----- Supplied material

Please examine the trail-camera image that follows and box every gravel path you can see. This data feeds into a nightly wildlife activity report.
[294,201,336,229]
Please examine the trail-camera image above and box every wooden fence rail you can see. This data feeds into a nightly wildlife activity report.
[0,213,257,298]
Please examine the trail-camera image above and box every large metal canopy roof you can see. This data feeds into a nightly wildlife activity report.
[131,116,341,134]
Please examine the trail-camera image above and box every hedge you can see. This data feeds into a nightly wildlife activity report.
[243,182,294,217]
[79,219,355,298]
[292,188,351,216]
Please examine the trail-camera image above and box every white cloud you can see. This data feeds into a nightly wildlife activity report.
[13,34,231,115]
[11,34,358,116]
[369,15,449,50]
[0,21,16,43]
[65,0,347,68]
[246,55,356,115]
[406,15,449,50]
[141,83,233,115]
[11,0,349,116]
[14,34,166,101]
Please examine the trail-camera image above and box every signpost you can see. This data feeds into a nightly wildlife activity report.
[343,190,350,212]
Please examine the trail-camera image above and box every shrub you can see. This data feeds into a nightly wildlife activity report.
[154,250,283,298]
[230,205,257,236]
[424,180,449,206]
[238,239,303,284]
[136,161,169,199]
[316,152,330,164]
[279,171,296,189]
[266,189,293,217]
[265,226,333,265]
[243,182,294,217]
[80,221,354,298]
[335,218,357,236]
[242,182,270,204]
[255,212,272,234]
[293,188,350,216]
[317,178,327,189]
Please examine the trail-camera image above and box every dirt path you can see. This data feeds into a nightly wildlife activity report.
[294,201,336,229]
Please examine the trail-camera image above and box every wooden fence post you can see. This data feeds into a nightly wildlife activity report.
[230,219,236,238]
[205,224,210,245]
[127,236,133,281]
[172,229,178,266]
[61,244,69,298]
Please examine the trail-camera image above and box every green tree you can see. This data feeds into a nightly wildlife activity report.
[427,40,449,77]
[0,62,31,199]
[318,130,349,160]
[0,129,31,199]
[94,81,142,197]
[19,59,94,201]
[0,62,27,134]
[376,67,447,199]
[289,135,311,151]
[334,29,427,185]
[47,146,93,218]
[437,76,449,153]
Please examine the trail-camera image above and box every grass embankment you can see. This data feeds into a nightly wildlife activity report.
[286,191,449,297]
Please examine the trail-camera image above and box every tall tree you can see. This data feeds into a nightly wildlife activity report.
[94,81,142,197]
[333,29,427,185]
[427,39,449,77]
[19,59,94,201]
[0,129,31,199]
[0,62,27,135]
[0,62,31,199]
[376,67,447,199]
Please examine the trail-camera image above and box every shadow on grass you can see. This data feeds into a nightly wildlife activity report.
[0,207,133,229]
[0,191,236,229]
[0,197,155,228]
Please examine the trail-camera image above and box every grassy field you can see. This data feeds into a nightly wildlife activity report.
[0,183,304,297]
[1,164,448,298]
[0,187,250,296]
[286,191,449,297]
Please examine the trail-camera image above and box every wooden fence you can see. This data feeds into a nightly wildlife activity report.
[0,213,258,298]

----------

_Your instructions:_ The material above is to be transcribed in full, exactly as it stands.

_Answer section:_
Please examine the trail-camera image that follows and box every gravel path you can see. This data feeds into a nightly wildlife activity report.
[294,201,336,229]
Please examine the trail-camera image above and box every wooden fence rail you can see. This data feeds into a nightly wildlife activity report.
[0,213,257,298]
Please examine the trail-camera image above and box every large metal canopy roof you can see. This data feeds into a nightly wildlife activity report.
[131,116,341,134]
Please examine the trail-camera image above and box every hedge you can see. This data feeds into a nightly wildlife activity report.
[243,182,294,217]
[79,219,355,298]
[292,188,351,216]
Please examine the trail-camera image above and box every white cloud you can see. This data feeds into a nightly wildlife activity report.
[13,34,231,115]
[11,34,358,116]
[369,15,449,50]
[0,21,16,43]
[65,0,347,68]
[246,55,356,115]
[406,15,449,50]
[141,83,233,115]
[11,0,349,116]
[14,34,166,101]
Please examine the trail-camera image above and box every signpost you can see. This data feeds into a nightly wildlife activity report.
[343,190,350,212]
Please examine the trail-camera image above and box every shrub you can see. This data feeds into a nightly wildlife activity report.
[154,250,283,298]
[230,205,257,236]
[424,180,449,206]
[238,239,303,284]
[136,161,169,199]
[316,152,330,164]
[279,171,296,189]
[266,189,293,217]
[265,226,333,265]
[243,182,294,217]
[80,221,354,298]
[335,218,357,236]
[242,182,270,204]
[255,212,272,234]
[293,188,350,216]
[317,178,327,189]
Please examine the trail-camera image above and box every dirt path you can see. This data feeds into a nightly wildlife activity report.
[294,201,336,229]
Please examine the trail-camera image above and box every wooden fence post you can see. This data feeds into a nightly wildlife activity report.
[230,219,236,238]
[205,224,210,245]
[127,236,133,281]
[172,229,178,266]
[61,244,69,298]
Please examine the trail-camera image above and box every green tree you can see. This data feeds into a nightly wildlife activity report.
[427,40,449,77]
[0,62,31,199]
[318,130,349,160]
[0,129,31,199]
[94,81,142,197]
[19,59,94,201]
[0,62,27,134]
[376,67,447,199]
[289,135,311,151]
[334,29,427,185]
[47,146,93,218]
[437,76,449,153]
Please examine the trail-camera image above and box every grass embankment you can see. This data feeds into a nightly wildlife activity report.
[286,191,449,297]
Please examine the trail-camera image above and box every tall tree you can see. This data feeds into a nightly wildlife activity report.
[94,81,142,197]
[333,29,427,185]
[427,39,449,77]
[19,59,94,201]
[0,129,31,199]
[0,62,27,135]
[0,62,31,199]
[376,67,447,199]
Please examine the trail-camera image above and box every shadow on grass you can see. This data feeds into a nightly wildlife activity report.
[0,207,133,229]
[0,191,236,229]
[0,197,155,228]
Please examine the trail-camera image above and box every grassy field you can see. This data feeds into a nightly wildlife activity report.
[0,183,304,297]
[1,164,448,298]
[0,187,250,296]
[286,191,449,297]
Please examine the trail-camera image above and box every wooden fence you can see. This data feeds into a nightly wildlife activity report.
[0,213,258,298]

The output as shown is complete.